[Task objective] Pull out every line of the records that contains the string "positive", and copy each one in full.

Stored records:
..............................
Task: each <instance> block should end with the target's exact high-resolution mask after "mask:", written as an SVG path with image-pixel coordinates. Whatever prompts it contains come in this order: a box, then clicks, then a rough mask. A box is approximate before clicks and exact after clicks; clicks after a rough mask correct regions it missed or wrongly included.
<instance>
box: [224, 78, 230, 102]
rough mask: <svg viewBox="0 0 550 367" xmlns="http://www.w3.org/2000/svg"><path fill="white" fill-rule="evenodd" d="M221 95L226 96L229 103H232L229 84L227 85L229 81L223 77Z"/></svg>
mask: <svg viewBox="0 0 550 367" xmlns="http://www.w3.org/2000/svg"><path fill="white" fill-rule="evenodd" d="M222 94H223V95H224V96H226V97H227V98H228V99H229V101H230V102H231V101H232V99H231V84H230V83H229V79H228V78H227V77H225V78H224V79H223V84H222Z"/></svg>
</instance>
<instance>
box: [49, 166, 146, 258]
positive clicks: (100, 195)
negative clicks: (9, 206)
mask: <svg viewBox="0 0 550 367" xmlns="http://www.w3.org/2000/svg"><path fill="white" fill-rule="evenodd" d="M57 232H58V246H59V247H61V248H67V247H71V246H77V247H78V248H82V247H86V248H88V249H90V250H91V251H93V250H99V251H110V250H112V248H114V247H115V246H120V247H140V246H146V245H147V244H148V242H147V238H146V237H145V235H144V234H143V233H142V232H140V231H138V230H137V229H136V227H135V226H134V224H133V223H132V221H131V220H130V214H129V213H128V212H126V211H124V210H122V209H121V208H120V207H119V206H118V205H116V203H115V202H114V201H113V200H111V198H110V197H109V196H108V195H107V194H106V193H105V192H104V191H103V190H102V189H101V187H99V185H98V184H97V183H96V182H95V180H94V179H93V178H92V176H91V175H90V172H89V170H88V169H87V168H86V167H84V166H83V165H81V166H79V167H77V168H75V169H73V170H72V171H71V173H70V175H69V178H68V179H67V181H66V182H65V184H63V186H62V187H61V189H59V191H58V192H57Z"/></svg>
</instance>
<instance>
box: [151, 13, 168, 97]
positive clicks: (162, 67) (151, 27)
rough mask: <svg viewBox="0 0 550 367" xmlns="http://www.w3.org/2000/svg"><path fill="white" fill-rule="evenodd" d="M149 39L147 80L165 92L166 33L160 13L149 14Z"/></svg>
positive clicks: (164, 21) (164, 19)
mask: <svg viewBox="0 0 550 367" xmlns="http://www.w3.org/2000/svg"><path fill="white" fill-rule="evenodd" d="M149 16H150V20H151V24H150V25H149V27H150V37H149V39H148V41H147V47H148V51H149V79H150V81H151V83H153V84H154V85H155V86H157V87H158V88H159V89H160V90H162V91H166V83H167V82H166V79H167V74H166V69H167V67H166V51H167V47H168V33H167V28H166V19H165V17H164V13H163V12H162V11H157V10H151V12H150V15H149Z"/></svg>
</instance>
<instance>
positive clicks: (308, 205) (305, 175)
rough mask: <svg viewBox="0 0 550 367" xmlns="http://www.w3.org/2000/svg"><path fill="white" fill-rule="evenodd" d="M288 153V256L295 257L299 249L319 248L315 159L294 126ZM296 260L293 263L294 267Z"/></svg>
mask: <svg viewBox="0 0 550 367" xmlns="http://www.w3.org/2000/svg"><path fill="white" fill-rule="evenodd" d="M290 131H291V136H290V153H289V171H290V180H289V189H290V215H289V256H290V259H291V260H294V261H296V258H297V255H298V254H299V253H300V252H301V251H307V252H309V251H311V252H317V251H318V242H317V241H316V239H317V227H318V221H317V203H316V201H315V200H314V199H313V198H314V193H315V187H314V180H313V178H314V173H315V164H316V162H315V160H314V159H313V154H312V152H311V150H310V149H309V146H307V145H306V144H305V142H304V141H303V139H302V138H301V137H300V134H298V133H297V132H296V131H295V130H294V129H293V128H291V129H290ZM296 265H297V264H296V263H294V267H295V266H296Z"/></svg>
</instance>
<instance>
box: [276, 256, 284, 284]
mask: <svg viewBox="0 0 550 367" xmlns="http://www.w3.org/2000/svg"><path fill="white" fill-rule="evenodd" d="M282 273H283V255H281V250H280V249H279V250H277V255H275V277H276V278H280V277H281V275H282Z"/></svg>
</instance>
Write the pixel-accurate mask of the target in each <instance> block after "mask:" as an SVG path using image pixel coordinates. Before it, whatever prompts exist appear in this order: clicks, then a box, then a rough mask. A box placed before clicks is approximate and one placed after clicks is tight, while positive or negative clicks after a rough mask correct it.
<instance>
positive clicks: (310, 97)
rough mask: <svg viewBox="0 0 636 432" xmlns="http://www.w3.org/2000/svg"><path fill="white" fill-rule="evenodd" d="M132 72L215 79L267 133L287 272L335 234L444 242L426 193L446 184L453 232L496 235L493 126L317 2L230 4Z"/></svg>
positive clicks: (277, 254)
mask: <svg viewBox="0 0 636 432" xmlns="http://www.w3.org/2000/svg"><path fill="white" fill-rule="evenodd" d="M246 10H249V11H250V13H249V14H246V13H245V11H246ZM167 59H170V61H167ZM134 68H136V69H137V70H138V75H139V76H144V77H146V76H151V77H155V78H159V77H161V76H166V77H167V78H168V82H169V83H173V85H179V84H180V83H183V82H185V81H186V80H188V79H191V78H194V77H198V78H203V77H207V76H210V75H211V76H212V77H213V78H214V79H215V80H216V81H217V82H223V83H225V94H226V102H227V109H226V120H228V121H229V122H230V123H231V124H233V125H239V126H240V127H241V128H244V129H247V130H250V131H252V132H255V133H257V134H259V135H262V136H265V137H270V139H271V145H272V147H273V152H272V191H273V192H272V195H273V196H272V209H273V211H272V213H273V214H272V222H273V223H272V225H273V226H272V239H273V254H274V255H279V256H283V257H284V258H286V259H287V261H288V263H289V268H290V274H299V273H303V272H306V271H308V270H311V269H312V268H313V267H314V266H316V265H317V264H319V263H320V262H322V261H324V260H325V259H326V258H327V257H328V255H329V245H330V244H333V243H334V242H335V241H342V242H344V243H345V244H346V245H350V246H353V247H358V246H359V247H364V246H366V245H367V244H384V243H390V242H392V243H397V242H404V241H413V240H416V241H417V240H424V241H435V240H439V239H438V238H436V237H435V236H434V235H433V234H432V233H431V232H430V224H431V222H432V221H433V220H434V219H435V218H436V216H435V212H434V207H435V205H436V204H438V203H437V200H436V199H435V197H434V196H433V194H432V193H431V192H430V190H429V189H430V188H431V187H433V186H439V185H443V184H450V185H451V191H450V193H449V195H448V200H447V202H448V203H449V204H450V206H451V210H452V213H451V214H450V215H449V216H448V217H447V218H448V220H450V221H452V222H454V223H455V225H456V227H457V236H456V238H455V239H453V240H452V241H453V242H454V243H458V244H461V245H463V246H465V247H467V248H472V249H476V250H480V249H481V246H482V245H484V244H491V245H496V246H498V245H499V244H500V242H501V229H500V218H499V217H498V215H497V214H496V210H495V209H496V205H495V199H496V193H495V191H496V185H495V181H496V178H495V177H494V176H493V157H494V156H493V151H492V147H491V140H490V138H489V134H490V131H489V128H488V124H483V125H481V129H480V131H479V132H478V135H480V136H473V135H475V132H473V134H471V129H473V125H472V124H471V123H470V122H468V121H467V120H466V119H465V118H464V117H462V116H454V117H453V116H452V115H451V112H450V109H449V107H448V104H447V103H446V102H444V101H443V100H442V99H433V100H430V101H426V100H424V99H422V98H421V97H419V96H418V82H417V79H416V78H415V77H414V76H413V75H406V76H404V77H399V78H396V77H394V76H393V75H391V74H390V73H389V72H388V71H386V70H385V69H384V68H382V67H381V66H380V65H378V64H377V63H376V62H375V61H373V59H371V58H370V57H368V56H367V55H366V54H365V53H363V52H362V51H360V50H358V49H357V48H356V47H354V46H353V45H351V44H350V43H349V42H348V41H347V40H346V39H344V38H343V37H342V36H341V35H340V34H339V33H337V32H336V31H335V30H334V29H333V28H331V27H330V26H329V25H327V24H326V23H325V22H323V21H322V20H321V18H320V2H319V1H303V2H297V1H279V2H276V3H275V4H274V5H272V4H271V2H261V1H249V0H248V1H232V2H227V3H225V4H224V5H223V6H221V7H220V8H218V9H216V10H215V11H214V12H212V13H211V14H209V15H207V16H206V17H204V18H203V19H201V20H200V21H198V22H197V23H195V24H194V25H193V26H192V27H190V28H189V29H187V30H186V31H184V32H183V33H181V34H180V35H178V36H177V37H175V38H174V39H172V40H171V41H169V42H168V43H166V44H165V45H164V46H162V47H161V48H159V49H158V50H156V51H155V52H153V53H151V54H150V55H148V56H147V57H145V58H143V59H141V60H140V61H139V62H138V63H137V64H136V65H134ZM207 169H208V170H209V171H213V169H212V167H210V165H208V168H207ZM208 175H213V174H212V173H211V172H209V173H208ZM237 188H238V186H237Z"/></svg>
..............................
[Response to the task]
positive clicks: (100, 195)
positive clicks: (162, 67) (151, 27)
positive clicks: (164, 21) (164, 19)
positive clicks: (308, 205) (305, 175)
Write the pixel-accurate mask of the target in each <instance> block after "mask:" as an SVG path using image pixel coordinates. Before it, whatever prompts exist appear in this order: clicks, then a box, then a rough mask. A box placed before clicks is approximate and one placed after clicks is tight, while positive or negative clicks after a rough mask correct it.
positive clicks: (310, 97)
positive clicks: (277, 254)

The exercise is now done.